Written task:
Take the line containing "the woman's forearm" and every line after it in the data below, and print them exactly as given, with nothing else.

Records supplied:
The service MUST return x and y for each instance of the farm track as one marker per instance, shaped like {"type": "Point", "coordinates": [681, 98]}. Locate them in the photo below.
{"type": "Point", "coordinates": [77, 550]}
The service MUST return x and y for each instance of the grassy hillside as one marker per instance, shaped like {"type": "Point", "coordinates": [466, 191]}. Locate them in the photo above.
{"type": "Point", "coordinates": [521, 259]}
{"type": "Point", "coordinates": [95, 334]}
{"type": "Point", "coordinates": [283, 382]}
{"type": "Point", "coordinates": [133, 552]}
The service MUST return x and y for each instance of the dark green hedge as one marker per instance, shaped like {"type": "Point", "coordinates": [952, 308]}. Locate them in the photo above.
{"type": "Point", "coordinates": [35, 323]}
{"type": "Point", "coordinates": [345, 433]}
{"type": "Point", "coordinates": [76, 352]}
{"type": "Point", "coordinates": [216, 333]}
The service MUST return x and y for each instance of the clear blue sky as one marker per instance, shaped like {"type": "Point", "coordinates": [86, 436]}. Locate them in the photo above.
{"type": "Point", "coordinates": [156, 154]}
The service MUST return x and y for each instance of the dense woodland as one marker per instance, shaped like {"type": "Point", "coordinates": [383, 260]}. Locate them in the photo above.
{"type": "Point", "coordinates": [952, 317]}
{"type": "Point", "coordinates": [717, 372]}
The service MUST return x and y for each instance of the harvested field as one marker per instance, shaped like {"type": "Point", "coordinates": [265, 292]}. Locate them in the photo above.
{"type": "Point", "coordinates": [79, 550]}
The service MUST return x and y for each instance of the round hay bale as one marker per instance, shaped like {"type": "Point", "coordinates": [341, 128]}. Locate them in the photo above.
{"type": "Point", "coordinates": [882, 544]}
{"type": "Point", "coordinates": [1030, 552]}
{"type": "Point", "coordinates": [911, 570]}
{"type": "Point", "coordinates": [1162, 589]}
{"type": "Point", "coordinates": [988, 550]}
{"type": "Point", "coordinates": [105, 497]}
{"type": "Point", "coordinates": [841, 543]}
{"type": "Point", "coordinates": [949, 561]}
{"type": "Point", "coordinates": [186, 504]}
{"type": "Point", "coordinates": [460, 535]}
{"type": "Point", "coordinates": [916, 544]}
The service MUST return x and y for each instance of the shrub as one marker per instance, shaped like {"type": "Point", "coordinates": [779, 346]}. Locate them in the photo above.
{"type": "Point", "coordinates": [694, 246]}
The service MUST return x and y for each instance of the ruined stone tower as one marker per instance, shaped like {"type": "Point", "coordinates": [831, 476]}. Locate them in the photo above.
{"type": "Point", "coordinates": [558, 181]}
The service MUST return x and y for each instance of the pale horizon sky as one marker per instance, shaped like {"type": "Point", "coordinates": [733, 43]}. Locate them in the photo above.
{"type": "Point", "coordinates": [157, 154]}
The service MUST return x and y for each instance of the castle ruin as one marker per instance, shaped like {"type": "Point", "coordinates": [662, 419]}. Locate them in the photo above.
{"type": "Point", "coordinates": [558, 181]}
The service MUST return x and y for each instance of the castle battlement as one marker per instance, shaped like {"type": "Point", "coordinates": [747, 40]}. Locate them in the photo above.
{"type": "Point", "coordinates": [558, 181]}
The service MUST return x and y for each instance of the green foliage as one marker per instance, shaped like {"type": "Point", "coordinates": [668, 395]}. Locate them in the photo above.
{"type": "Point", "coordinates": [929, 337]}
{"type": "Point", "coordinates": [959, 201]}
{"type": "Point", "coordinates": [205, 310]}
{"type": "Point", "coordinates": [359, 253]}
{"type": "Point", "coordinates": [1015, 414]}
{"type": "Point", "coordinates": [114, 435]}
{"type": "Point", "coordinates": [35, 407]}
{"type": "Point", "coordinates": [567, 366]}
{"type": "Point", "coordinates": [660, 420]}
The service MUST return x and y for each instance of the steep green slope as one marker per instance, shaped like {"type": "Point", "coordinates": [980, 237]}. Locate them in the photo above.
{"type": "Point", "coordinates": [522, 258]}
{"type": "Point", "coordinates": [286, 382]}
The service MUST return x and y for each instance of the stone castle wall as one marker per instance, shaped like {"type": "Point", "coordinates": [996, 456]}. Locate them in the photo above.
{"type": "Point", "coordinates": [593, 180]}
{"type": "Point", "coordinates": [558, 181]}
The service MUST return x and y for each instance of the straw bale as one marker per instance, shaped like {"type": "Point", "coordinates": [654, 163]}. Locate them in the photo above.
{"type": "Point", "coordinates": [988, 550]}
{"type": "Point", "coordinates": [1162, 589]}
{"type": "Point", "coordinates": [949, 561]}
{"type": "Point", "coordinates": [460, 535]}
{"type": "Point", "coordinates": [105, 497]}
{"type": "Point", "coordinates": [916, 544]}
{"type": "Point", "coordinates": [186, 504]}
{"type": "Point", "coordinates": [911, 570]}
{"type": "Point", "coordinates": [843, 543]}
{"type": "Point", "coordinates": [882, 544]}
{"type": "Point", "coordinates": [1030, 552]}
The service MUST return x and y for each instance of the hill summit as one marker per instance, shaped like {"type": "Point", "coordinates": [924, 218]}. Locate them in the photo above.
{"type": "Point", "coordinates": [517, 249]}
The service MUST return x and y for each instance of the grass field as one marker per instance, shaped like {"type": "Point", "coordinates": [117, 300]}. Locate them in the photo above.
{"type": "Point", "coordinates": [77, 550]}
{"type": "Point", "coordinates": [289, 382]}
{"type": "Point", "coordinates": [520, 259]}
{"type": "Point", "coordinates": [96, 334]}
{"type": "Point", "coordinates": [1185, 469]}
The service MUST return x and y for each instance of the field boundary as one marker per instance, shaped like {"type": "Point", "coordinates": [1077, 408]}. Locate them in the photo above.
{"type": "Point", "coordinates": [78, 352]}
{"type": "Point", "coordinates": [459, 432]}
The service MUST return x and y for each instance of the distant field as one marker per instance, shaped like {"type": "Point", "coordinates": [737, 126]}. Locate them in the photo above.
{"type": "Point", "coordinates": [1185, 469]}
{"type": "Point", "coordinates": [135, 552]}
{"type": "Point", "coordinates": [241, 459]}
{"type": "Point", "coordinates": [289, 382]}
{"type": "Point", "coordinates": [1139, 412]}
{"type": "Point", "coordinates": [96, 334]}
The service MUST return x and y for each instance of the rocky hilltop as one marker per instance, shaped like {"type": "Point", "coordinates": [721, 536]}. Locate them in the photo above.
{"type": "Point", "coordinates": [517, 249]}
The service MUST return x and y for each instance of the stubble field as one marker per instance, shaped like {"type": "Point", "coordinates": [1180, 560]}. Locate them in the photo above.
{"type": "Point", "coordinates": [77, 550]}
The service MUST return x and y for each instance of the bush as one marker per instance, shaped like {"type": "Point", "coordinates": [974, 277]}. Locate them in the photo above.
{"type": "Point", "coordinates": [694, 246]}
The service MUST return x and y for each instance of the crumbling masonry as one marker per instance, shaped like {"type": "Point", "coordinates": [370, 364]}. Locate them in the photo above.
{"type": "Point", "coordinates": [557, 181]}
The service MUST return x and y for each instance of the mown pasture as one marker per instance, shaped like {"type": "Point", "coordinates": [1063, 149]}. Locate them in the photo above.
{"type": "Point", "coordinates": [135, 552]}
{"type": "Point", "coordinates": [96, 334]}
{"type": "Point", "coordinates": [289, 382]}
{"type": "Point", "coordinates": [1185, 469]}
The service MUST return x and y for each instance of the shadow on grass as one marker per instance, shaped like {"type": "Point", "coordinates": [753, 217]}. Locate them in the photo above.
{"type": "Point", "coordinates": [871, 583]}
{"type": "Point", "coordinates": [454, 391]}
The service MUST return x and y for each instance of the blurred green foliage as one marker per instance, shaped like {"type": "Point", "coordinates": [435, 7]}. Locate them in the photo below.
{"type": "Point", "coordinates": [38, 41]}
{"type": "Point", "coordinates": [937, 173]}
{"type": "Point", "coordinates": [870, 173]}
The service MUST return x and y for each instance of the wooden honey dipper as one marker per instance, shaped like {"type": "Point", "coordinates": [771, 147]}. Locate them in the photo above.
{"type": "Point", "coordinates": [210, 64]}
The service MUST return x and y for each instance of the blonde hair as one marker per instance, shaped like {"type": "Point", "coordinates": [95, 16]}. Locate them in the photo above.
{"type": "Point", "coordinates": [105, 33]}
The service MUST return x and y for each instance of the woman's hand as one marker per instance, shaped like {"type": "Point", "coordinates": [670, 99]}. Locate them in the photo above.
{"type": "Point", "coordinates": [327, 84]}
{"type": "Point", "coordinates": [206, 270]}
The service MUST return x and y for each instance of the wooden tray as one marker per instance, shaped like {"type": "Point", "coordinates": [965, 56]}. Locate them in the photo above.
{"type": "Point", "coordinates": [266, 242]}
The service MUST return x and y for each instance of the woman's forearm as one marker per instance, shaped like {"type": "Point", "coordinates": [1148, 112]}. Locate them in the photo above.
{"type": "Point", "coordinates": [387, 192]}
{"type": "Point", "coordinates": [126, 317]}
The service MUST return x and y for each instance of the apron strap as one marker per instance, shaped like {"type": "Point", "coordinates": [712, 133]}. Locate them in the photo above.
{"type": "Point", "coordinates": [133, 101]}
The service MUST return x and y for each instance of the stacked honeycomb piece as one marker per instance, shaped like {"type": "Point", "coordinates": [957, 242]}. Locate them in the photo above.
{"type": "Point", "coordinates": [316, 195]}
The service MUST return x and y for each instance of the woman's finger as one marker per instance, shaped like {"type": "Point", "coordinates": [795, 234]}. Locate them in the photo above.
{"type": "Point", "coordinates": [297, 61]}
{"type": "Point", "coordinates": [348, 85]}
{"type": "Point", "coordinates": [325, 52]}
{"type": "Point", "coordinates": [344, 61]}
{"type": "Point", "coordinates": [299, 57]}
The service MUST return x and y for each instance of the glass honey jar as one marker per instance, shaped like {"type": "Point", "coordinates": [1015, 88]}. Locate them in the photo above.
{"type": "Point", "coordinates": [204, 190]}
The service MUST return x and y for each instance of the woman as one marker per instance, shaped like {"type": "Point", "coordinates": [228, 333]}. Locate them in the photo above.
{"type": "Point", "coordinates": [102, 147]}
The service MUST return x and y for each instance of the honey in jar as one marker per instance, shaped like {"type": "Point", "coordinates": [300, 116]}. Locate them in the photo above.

Finished task:
The service MUST return x and y for each instance of the woman's forearm as one marker per instance, shaped like {"type": "Point", "coordinates": [1148, 112]}. Locate them in the photo above.
{"type": "Point", "coordinates": [387, 192]}
{"type": "Point", "coordinates": [126, 317]}
The service MUST return x and y for each instance of the apron strap as one marker per instance, shaped like {"type": "Point", "coordinates": [712, 133]}. Locate them in the photo above.
{"type": "Point", "coordinates": [133, 101]}
The service MUST return x and y for each instance of the stacked honeycomb piece as one marker per instance, shaped like {"type": "Point", "coordinates": [957, 242]}. Locate them in the photo above.
{"type": "Point", "coordinates": [316, 195]}
The service MUST return x and y for each instance of the woman's finger as one marker per instance, shaped like {"type": "Point", "coordinates": [795, 234]}. Locate them in the photo above.
{"type": "Point", "coordinates": [297, 61]}
{"type": "Point", "coordinates": [348, 85]}
{"type": "Point", "coordinates": [325, 52]}
{"type": "Point", "coordinates": [344, 61]}
{"type": "Point", "coordinates": [299, 57]}
The service MUST return x and y for each instance of the glass honey jar as one marker per instance, shaped like {"type": "Point", "coordinates": [1015, 88]}. Locate them in the photo above.
{"type": "Point", "coordinates": [204, 190]}
The service MUST return x and y for each instance of the woman as one marker per instance, shaped like {"type": "Point", "coordinates": [228, 333]}. Locate them in the photo above.
{"type": "Point", "coordinates": [102, 147]}
The service MUST return x and y for each instance of the honey in jar as one marker per instance, shaped like {"type": "Point", "coordinates": [300, 116]}. Locate them in the photo above.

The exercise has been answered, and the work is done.